EXTRACT below:

William Garrison had spent 44 years in prison on a first-degree murder conviction, connected to a shooting that happened when he was 16, in 1976.
He was set to be released in early May. But he died from COVID-19 on April 13, the Detroit Free Press reported.
Garrison had not complained of any symptoms to his family or the prison staff, but a postmortem test confirmed that he had the virus.
Chris Gautz, a spokesperson for the Department of Corrections, told CNN that the agency tried to release Garrison on parole earlier this year, but “he refused to leave prison.”
“He did not want to be on parole, he wanted to wait and just walk out completely free from supervision in September,” Gautz said.
When the novel coronavirus pandemic started to spread across the United States, the Department of Corrections offered parole to Garrison again, citing his age and concern about the virus.
Garrison agreed, and the Department of Corrections asked the prosecutor’s office if the mandatory 28-day waiting period for parole could be waived for him. He died before the office responded to the request.

End of EXTRACT.
INFORMATION GIVEN below:

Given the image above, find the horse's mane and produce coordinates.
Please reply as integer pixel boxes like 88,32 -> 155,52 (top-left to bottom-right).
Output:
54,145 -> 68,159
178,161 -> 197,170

End of INFORMATION GIVEN.

** EXERCISE **
Quote the passage about William Garrison word for word, starting at "He was set to" and ending at "about the virus.". The listing has nothing to do with the task.

** ANSWER AREA **
He was set to be released in early May. But he died from COVID-19 on April 13, the Detroit Free Press reported.
Garrison had not complained of any symptoms to his family or the prison staff, but a postmortem test confirmed that he had the virus.
Chris Gautz, a spokesperson for the Department of Corrections, told CNN that the agency tried to release Garrison on parole earlier this year, but “he refused to leave prison.”
“He did not want to be on parole, he wanted to wait and just walk out completely free from supervision in September,” Gautz said.
When the novel coronavirus pandemic started to spread across the United States, the Department of Corrections offered parole to Garrison again, citing his age and concern about the virus.